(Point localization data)
BEGIN
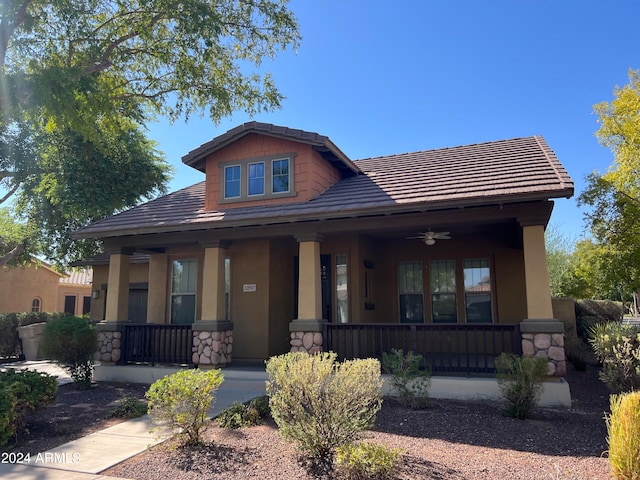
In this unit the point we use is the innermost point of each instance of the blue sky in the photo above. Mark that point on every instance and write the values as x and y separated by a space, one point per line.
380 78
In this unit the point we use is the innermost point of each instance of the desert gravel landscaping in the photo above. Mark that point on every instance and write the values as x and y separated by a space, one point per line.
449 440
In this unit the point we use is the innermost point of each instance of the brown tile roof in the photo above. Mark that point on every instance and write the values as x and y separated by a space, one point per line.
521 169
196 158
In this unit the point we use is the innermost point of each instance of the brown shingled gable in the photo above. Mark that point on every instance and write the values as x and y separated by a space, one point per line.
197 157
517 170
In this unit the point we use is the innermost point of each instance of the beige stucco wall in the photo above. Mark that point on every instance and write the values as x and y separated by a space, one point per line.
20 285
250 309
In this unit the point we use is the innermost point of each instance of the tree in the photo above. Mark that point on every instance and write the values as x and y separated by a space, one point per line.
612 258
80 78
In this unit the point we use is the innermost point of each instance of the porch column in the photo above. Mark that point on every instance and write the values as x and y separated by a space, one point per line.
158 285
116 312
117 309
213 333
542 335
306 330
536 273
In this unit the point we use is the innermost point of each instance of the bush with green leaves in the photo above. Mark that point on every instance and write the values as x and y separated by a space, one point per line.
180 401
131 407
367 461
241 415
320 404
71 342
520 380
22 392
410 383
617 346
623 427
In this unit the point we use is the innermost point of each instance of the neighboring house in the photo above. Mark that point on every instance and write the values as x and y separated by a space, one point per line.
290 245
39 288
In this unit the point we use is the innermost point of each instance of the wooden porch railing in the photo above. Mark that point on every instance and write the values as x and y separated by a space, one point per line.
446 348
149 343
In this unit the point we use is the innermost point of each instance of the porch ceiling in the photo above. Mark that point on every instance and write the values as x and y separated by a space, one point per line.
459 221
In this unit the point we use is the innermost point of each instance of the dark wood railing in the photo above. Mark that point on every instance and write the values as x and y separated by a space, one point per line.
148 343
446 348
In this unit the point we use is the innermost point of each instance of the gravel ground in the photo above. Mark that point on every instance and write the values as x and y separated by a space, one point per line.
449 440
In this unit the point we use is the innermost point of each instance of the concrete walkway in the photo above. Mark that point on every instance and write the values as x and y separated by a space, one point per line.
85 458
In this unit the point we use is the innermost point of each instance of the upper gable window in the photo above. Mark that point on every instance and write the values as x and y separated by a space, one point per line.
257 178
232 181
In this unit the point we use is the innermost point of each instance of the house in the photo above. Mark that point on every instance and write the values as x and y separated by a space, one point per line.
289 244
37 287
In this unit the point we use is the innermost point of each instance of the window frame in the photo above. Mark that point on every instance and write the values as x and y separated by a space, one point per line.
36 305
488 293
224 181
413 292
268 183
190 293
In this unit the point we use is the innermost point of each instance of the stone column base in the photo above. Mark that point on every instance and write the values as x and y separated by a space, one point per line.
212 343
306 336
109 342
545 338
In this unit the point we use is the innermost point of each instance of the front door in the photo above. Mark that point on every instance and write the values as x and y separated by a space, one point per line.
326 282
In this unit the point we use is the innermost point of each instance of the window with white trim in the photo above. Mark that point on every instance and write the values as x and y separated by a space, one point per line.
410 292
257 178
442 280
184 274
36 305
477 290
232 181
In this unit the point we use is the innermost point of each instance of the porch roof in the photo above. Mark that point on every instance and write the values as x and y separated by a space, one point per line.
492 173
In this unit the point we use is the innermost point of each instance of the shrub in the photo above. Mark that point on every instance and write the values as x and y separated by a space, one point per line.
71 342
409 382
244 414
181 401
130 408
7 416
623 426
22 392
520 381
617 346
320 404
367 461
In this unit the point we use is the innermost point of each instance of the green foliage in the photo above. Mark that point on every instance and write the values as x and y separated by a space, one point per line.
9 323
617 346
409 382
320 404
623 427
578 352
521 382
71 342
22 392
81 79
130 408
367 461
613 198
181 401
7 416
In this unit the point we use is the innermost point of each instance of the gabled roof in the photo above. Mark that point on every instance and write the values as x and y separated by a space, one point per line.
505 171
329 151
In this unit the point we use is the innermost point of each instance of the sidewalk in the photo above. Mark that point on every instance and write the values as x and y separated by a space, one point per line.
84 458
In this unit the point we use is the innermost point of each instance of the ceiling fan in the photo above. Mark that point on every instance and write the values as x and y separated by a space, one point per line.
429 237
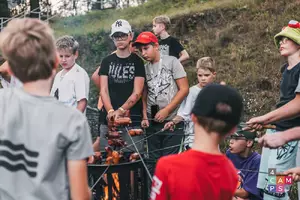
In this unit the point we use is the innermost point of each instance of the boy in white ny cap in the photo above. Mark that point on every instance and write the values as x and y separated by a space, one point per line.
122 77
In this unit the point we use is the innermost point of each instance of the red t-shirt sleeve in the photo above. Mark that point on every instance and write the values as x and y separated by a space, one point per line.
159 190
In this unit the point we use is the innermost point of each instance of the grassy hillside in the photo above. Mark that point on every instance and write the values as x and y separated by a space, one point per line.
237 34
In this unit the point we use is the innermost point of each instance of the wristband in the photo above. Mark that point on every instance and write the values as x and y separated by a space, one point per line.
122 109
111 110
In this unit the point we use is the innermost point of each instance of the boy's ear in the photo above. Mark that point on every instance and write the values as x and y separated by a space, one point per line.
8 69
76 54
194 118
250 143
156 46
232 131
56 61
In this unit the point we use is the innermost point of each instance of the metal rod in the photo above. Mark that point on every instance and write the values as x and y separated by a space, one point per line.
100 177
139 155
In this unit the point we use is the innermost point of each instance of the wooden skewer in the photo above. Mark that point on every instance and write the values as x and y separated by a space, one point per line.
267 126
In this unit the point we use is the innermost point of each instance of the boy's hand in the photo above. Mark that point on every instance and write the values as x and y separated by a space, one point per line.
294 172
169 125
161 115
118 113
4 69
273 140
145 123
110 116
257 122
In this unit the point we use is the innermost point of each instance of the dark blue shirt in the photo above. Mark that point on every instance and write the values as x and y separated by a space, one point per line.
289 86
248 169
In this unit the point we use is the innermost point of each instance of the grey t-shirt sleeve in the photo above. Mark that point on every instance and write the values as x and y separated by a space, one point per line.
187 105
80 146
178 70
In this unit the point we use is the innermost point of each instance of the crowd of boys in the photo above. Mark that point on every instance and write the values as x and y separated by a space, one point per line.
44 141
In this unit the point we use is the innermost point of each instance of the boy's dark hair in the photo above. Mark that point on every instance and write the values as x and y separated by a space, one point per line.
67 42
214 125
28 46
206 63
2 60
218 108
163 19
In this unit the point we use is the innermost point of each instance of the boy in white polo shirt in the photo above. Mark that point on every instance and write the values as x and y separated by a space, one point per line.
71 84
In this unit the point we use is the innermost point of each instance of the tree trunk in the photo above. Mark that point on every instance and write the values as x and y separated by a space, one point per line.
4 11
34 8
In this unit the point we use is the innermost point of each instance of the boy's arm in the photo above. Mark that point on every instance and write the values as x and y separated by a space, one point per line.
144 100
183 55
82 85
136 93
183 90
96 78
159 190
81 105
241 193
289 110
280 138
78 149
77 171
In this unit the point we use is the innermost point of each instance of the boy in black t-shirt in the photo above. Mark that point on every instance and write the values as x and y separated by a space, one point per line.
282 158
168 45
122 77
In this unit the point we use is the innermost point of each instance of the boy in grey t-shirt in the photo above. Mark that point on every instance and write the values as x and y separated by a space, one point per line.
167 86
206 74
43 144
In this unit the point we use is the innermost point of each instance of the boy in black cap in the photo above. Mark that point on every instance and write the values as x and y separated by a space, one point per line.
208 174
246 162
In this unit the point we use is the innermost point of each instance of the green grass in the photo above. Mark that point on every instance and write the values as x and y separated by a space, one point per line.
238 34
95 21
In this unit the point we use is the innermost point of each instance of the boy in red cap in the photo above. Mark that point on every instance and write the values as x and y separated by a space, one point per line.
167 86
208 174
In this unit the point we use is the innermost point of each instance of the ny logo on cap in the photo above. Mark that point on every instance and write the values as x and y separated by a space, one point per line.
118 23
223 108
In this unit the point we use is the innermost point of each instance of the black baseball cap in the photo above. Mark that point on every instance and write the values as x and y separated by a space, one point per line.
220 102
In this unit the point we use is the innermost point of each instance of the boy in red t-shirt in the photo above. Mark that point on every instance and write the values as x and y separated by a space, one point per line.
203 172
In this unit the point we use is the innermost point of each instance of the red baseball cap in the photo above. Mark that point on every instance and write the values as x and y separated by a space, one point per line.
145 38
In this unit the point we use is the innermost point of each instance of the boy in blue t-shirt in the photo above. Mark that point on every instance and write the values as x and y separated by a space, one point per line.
END
## What you are asked to do
Using the entries above, restate word for word every line from the one that contains "of the black" through the last.

## Exercise output
In this unit the point we use is the innermost point of each instance of the black baseball cap in the photo above. Mark that point on every instance and write the values as x and y separated by a space, one point per line.
220 102
In this unit the point we use is the innermost point of each instance of the boy in red t-shirt in the photo above. Mark that point on every instance and write the values as x and y separated by a space, one point per line.
203 172
In this unit the point we use is the innermost point of each instance of the red baseball cap in the photo above. Mark that point on every instance and write the values as x and y separated by a space, one point per line.
145 38
In this unit the point we use is the innermost point of each instance of the boy in blue t-shirt in the photo above. Mark that point on every instance and write the values as x and y separated by a space, one point per line.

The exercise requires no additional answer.